— BEGIN —

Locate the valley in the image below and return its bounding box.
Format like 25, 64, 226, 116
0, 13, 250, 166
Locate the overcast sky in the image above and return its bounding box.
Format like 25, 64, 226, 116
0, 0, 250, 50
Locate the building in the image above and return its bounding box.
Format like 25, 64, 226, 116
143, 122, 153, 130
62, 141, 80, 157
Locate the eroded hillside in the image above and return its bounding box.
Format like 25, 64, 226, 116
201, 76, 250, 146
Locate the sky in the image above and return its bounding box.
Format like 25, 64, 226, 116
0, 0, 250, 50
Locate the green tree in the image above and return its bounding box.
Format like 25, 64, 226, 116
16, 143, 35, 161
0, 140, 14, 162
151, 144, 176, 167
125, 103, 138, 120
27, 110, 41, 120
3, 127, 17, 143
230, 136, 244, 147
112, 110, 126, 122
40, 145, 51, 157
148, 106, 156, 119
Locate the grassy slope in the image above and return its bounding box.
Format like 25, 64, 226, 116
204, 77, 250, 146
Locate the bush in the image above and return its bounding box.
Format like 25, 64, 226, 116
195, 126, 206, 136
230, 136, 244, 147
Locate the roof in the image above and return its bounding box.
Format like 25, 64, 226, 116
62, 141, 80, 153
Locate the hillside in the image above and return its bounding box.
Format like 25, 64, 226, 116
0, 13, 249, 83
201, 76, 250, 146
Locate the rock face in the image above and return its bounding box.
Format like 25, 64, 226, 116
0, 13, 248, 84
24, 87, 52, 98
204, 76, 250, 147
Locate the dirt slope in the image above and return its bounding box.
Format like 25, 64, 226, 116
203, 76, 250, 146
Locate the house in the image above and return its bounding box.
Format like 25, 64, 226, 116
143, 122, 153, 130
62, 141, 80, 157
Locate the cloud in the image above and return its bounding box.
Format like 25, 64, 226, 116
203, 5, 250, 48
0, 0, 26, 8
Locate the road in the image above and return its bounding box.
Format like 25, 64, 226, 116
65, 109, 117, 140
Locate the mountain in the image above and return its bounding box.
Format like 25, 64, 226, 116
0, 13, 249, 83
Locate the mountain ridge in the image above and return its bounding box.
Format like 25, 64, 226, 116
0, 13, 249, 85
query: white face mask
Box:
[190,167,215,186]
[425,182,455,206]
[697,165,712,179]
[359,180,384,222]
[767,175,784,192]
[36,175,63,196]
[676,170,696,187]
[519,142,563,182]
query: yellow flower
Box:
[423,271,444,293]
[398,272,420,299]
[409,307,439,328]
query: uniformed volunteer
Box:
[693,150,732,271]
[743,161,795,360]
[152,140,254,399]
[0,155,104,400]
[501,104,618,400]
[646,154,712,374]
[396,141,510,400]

— END —

Update the data starting at the line containing "query: yellow flower" and ending with the last line of the data, replacing "volunteer" with "worker" and leaving everything else unchanged.

(RESULT OF THIS TASK):
query: yellow flower
Box:
[423,271,444,293]
[398,272,420,299]
[409,307,439,328]
query: uniformed worker
Box:
[693,150,732,271]
[743,161,795,360]
[152,140,254,399]
[0,155,104,400]
[501,104,618,400]
[646,154,712,374]
[396,141,510,400]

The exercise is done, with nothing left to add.